Records supplied
--------------------

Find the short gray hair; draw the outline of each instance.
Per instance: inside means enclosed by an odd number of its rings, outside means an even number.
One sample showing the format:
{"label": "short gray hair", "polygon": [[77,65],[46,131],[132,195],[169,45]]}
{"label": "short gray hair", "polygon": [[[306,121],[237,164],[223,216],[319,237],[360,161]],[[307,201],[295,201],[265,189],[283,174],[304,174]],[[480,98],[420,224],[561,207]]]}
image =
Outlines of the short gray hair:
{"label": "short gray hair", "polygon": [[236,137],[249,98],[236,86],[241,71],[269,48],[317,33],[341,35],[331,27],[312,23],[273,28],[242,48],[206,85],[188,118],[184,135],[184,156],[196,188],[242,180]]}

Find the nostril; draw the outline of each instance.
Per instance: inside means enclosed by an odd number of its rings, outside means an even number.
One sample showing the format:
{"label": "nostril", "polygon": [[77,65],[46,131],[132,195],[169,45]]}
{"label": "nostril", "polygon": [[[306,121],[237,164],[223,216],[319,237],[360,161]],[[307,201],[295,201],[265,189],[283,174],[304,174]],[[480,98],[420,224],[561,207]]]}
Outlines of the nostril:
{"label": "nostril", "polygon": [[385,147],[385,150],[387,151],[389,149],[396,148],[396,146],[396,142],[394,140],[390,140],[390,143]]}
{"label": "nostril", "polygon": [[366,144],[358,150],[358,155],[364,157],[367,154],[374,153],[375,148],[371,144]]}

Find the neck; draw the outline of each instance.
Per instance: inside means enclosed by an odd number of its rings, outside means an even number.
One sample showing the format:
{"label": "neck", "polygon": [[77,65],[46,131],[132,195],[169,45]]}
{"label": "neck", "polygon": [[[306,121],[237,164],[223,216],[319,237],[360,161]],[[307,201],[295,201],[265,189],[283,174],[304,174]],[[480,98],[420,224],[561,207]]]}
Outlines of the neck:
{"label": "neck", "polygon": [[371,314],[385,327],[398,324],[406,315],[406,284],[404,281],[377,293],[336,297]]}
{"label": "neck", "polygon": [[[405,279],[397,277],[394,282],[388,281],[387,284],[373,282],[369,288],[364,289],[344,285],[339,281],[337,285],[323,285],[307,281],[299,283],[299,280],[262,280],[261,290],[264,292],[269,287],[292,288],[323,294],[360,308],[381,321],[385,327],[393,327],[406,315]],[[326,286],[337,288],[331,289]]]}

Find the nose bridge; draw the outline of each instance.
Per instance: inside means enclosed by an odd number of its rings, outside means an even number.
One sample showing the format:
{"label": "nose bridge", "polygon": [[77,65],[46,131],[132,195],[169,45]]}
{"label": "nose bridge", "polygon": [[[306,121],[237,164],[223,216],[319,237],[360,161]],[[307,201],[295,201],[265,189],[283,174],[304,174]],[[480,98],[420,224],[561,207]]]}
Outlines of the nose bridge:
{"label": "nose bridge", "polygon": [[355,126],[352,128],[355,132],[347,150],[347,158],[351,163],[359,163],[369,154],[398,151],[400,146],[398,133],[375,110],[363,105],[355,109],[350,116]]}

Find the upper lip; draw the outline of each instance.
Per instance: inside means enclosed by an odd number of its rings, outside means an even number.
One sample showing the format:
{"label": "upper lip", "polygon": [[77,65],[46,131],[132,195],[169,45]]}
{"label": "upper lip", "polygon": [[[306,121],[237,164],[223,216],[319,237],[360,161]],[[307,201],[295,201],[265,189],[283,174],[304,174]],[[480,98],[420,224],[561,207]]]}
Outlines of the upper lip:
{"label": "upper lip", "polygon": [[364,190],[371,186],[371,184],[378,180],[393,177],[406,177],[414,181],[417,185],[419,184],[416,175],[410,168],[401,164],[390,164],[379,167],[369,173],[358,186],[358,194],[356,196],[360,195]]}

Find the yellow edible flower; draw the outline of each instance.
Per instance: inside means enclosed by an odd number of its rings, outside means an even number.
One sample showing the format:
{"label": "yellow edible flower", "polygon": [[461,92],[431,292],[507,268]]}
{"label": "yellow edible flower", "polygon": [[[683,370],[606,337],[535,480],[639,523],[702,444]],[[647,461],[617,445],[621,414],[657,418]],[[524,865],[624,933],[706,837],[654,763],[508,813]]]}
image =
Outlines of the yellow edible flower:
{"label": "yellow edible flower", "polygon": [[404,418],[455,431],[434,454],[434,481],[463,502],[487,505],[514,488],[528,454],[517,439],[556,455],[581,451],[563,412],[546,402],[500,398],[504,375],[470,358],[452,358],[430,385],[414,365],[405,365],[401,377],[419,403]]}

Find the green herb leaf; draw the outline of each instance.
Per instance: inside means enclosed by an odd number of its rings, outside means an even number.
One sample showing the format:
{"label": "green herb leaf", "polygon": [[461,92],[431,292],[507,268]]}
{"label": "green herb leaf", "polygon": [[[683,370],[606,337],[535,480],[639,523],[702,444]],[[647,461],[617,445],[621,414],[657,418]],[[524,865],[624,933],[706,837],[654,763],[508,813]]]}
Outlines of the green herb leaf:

--------------------

Problem to work on
Find the lines above that contain the word "herb" and collect them.

Expected answer
Find the green herb leaf; draw the outline of each instance.
{"label": "green herb leaf", "polygon": [[461,92],[431,292],[507,268]]}
{"label": "green herb leaf", "polygon": [[[683,370],[606,337],[535,480],[639,523],[702,444]],[[647,461],[617,445],[621,414],[657,418]],[[524,865],[624,933],[706,837],[654,763],[508,813]]]}
Outlines of the green herb leaf:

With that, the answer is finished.